▶ What you need to do: Repeat each of the following rows word for word, changing nothing.

↓↓↓

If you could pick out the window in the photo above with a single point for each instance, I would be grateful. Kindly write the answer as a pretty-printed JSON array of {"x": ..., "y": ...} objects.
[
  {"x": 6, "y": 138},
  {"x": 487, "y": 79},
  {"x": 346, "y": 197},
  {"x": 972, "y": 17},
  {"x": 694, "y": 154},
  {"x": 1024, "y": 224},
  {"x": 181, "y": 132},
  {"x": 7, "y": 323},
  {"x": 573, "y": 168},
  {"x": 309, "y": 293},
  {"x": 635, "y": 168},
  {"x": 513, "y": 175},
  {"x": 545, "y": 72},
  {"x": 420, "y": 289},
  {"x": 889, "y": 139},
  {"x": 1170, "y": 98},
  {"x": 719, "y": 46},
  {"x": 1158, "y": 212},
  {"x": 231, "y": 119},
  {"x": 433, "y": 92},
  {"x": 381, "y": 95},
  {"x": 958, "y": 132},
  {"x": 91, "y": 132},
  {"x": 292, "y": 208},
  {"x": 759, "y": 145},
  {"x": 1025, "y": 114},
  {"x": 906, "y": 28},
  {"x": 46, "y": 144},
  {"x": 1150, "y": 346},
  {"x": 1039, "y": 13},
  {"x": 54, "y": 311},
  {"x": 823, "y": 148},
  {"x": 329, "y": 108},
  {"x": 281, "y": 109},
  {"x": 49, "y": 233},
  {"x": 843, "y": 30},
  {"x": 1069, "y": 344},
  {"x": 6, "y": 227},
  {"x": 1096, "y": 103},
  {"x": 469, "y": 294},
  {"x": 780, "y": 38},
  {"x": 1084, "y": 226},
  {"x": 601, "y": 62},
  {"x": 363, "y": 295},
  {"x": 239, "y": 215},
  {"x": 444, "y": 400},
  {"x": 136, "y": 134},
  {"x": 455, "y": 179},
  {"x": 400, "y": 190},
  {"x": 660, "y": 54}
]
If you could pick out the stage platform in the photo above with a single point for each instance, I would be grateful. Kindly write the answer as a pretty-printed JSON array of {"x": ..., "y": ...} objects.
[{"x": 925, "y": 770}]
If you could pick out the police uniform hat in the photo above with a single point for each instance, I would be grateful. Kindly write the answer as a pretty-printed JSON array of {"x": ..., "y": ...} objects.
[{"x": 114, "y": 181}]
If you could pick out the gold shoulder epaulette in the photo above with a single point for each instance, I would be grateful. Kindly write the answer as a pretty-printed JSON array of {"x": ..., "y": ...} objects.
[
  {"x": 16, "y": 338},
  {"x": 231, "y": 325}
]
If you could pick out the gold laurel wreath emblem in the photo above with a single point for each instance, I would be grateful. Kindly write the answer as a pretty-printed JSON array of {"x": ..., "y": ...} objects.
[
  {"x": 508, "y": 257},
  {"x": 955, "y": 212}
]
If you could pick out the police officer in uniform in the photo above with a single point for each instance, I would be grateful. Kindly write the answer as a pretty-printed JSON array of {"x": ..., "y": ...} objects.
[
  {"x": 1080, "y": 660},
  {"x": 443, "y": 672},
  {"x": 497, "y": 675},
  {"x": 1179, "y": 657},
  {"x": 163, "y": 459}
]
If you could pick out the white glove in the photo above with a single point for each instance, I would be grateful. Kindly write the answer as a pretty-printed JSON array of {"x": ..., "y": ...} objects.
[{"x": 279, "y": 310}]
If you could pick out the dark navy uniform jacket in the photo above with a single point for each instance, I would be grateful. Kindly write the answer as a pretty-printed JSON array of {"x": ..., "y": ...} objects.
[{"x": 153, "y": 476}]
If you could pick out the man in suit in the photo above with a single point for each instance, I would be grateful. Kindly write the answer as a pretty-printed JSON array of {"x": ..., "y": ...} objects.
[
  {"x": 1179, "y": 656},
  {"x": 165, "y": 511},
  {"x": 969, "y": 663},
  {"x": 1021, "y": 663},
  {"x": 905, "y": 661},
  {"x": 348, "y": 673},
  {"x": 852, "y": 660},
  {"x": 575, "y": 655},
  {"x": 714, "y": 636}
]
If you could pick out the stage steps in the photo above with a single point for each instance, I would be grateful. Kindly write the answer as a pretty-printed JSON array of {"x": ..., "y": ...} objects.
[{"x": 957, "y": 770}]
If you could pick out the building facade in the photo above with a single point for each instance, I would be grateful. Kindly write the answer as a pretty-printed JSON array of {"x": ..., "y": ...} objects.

↑↑↑

▶ Task output:
If you could pick out the window in the photo above with a single point for each instance, I would be grateful. Kindly write the answer as a pretty-printed JSON array of {"x": ..., "y": ...} objects.
[
  {"x": 6, "y": 138},
  {"x": 487, "y": 79},
  {"x": 346, "y": 197},
  {"x": 972, "y": 17},
  {"x": 694, "y": 154},
  {"x": 1024, "y": 224},
  {"x": 181, "y": 132},
  {"x": 7, "y": 323},
  {"x": 573, "y": 168},
  {"x": 309, "y": 293},
  {"x": 635, "y": 168},
  {"x": 513, "y": 175},
  {"x": 545, "y": 72},
  {"x": 420, "y": 289},
  {"x": 889, "y": 139},
  {"x": 1170, "y": 98},
  {"x": 719, "y": 46},
  {"x": 1158, "y": 212},
  {"x": 231, "y": 119},
  {"x": 433, "y": 92},
  {"x": 381, "y": 95},
  {"x": 958, "y": 132},
  {"x": 91, "y": 132},
  {"x": 292, "y": 208},
  {"x": 759, "y": 145},
  {"x": 1025, "y": 114},
  {"x": 906, "y": 28},
  {"x": 46, "y": 144},
  {"x": 1150, "y": 346},
  {"x": 1039, "y": 13},
  {"x": 54, "y": 311},
  {"x": 823, "y": 148},
  {"x": 329, "y": 108},
  {"x": 281, "y": 109},
  {"x": 49, "y": 233},
  {"x": 843, "y": 30},
  {"x": 1069, "y": 344},
  {"x": 6, "y": 227},
  {"x": 1096, "y": 103},
  {"x": 469, "y": 294},
  {"x": 780, "y": 38},
  {"x": 1084, "y": 226},
  {"x": 601, "y": 62},
  {"x": 363, "y": 295},
  {"x": 239, "y": 215},
  {"x": 444, "y": 400},
  {"x": 136, "y": 134},
  {"x": 455, "y": 179},
  {"x": 400, "y": 190},
  {"x": 660, "y": 54}
]
If you could pick out the stage platform in the photo above with a single point for each instance, I would be grateful. Kindly write the answer as a pretty-printed JSON array of {"x": ..., "y": ...} objects.
[{"x": 925, "y": 770}]
If you could pick out the police uniform hat in the photo above with a single point for each instance, I would be grateful. Kindly write the answer as a pretty-printed JSON array of {"x": ..., "y": ...} objects.
[{"x": 114, "y": 181}]
If you could pick out the gold shoulder epaulette in the photo above with a single point for each instance, I would be grateful. Kindly write the answer as a pretty-printed JSON array of {"x": ..., "y": ...} objects.
[
  {"x": 16, "y": 338},
  {"x": 231, "y": 325}
]
If you could pick out the gold laurel wreath emblem in the photo above with a single point for each instance, I would be grateful. Kindly write the answer as a pretty-printed JSON array of {"x": ..., "y": ...} objects.
[
  {"x": 508, "y": 257},
  {"x": 955, "y": 212}
]
If you could pick out the police officer in uniform in the photo above with a single point for each instance, I would be grateful. Kindly write the answer as a pretty-printed JSON array of {"x": ..., "y": ...} objects.
[
  {"x": 1080, "y": 660},
  {"x": 443, "y": 672},
  {"x": 497, "y": 675},
  {"x": 1179, "y": 657},
  {"x": 163, "y": 459}
]
If you could pick out the white glove in the photo above with a single point for each instance, I would be grateful. Kindly write the answer as a pretty-printed JSON array of {"x": ..., "y": ...} objects.
[{"x": 279, "y": 310}]
If you could pick out the dark navy uniform jacket in the photo above with a single point for each instance, I would be grateful. Kindly write the answer as a pretty-printed JSON array of {"x": ..., "y": ...} objects.
[{"x": 153, "y": 476}]
If you could pick out the man in suit in the photo above with a single point for each instance, I would be grateful. Kindly write the answer as a pretty-printed JSON array of {"x": ..., "y": ...} objects.
[
  {"x": 1179, "y": 656},
  {"x": 165, "y": 511},
  {"x": 969, "y": 663},
  {"x": 1021, "y": 663},
  {"x": 905, "y": 661},
  {"x": 348, "y": 673},
  {"x": 852, "y": 660},
  {"x": 575, "y": 655},
  {"x": 714, "y": 636}
]
If you could pick out the stage steps in the photo above with a single point for each instance, I would be grateful. Kindly write the answer as a pretty-printed JSON array of {"x": ..., "y": ...} objects.
[{"x": 957, "y": 770}]
If you could pick out the building facade in the photo above with a single point for each instance, I would be grateful. Kindly write the answer as a pretty-printed JSON array of {"x": ..., "y": ...} objects.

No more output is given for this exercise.